§ **Written problem 1**: Translate this sentence from the forum thread on jet and rocket engines below into Spanish: "Jet engines use oxygen in the atmosphere to burn (liquid) fuel."
§ **Written problem 2**: Write the next part of the forum thread on jet and rocket engines, starting right after its last line below.

§ **Document excerpt**:
——

# A silly question



## DaveH (8/1/16)

What is the main difference between a jet engine and a rocket engine?

Don't bother to look on google the answer isn't there.
Have a guess 
Dave

Reactions: Useful 1


----------



## Silver (8/1/16)

Interesting @DaveH 

I would say a jet engine is for flying within the atmosphere and a rocket engine for going into space

Haha

Reactions: Like 1


----------



## DaveH (8/1/16)

@Silver you were quick - close but not quite 
Dave

Reactions: Like 1


----------



## Khan83 (8/1/16)

The main *difference between* the two types of *engine* is that a *rocket* carries its own supply of oxygen for combustion. A *jet engine* requires oxygen from the atmosphere for combustion, and so cannot operate in the vacuum of space

I didn't google it...........I BINGED IT


----------



## Stosta (8/1/16)

A jet engine is powered to suck in air and spit it out, and a rocket engine just burns the fuel directly?


----------



## Wash (8/1/16)

Jet engines use oxygen in the atmosphere to burn (liquid) fuel.
Rocket engines carry their own oxidizing agents (not always oxygen) to mix and react with their fuel (not always liquid).

How close am I, @DaveH?

Reactions: Like 1


----------



## Stosta (8/1/16)

——

§ **Dataset entries**:
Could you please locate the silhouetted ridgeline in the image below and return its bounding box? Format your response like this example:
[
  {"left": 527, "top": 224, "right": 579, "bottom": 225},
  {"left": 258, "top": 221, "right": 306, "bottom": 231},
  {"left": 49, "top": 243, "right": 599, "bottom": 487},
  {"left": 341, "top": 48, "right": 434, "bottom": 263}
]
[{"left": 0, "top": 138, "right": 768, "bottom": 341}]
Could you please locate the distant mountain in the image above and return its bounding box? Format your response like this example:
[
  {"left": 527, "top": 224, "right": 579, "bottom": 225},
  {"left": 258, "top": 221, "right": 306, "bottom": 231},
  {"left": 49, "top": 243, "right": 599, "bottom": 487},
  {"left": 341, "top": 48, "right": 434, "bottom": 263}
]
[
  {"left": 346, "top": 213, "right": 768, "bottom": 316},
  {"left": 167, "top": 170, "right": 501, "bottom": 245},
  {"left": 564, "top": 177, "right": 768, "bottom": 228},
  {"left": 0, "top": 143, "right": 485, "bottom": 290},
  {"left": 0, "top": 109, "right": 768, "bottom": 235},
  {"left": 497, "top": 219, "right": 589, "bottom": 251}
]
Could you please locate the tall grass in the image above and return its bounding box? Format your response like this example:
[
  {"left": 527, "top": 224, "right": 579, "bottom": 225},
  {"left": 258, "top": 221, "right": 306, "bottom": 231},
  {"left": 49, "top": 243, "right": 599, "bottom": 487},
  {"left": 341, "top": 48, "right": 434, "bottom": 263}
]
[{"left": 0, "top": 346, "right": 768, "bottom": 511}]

——

§ **Task output 1**: Los motores a reacción usan el oxígeno de la atmósfera para quemar combustible (líquido).

§ **Task output 2**:
Khan83 said:


> The main *difference between* the two types of *engine* is that a *rocket* carries its own supply of oxygen for combustion. A *jet engine* requires oxygen from the atmosphere for combustion, and so cannot operate in the vacuum of space
> 
> I didn't google it...........I BINGED IT


Noooo!!!!

Even if it can give you an answer Google can't, never Bing it!!!

Reactions: Like 1 | Agree 1


----------



## Khan83 (8/1/16)

Stosta said:


> Noooo!!!!
> 
> Even if it can give you an answer Google can't, never Bing it!!!


Serious ? Any reason not to ?

Reactions: Like 1


----------



## Stosta (8/1/16)

Khan83 said:


> Serious ? Any reason not to ?


No, no real reason at all! I was just joking about it because I get frustrated as my phone's default search engine is Bing, it won't let me google anything without a lot of effort, which just makes me sad.

Reactions: Funny 1


----------



## Khan83 (8/1/16)

Stosta said:


> No, no real reason at all! I was just joking about it because I get frustrated as my phone's default search engine is Bing, it won't let me google anything without a lot of effort, which just makes me sad.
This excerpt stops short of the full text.